→ **Work task**
Show every line of the records that contains the string "positive", matching case exactly.

→ **Supplied data**
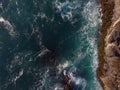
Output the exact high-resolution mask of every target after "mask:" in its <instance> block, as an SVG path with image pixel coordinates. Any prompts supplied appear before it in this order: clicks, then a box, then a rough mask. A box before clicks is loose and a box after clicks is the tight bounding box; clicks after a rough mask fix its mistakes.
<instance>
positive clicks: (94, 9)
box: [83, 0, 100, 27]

---

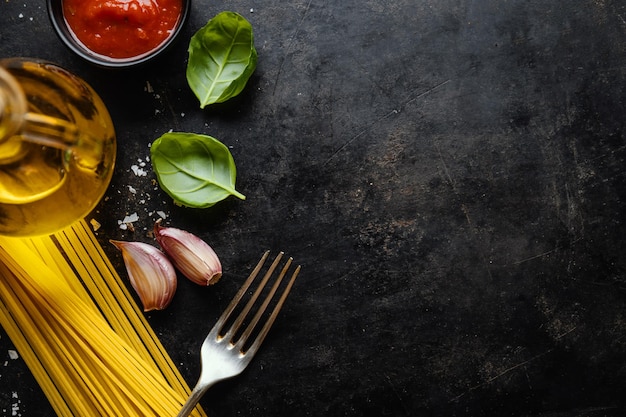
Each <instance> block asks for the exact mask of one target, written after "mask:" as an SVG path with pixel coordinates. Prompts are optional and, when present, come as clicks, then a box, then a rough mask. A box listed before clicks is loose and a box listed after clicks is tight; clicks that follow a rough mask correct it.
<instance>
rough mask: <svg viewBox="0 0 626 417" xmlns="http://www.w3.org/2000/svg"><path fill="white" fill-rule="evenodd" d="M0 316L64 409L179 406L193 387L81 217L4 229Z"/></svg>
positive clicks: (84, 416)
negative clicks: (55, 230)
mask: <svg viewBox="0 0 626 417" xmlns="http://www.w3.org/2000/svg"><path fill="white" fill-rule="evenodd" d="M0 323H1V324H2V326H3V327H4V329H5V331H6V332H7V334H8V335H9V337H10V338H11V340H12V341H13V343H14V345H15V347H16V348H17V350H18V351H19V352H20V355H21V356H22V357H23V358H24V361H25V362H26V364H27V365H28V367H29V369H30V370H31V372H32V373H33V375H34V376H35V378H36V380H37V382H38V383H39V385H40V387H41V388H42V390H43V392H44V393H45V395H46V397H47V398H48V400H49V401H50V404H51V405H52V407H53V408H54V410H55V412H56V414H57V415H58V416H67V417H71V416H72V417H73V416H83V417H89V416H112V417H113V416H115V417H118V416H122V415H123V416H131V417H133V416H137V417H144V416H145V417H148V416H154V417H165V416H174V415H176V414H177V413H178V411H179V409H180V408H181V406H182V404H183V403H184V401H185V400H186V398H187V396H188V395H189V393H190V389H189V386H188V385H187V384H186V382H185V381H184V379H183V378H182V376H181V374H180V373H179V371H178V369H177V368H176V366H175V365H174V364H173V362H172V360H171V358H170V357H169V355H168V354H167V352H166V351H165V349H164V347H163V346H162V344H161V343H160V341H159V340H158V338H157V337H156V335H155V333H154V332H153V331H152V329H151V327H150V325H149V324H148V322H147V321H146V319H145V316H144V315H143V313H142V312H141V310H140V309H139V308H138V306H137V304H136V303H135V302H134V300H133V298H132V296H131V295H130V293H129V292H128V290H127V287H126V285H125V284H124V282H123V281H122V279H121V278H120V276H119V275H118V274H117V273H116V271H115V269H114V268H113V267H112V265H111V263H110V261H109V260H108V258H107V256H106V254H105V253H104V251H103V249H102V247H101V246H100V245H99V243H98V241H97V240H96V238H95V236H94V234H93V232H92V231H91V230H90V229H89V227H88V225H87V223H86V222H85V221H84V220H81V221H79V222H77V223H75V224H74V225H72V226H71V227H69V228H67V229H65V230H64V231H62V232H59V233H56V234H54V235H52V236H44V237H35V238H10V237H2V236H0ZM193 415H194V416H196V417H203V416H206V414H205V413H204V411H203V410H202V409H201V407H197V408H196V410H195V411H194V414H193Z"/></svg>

→ **Task output**
positive clicks: (94, 9)
positive clicks: (84, 416)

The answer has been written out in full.